• _PROBLEM DETAILS_:
What is the number of lines in the records below holding the string "concrete"? Reply with it and nothing else.

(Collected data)
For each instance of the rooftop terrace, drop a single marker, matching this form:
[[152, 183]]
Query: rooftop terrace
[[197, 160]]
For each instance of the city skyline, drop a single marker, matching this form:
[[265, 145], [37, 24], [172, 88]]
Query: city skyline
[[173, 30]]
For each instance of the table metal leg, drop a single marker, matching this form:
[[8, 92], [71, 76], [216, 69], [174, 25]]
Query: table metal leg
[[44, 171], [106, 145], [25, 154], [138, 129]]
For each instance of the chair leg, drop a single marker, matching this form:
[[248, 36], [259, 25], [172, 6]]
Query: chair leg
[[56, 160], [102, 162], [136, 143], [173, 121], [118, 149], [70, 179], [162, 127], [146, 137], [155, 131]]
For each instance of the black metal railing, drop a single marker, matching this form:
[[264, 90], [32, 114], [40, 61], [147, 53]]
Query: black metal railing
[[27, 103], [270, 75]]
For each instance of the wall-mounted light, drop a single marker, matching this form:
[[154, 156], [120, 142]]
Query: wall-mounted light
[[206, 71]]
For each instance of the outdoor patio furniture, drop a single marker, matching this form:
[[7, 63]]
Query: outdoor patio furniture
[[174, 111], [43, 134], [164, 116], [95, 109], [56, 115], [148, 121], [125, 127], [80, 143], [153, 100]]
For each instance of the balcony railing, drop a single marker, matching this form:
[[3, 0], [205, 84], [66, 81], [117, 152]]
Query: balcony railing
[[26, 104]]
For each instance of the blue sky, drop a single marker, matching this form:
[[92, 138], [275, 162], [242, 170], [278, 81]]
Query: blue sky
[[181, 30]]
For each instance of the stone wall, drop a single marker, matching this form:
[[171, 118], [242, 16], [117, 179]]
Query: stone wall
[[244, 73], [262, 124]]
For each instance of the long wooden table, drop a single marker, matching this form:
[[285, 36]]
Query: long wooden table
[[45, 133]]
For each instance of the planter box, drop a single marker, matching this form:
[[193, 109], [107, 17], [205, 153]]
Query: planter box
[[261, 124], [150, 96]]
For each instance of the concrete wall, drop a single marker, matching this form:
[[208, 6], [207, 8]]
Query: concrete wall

• _ANSWER AREA_:
2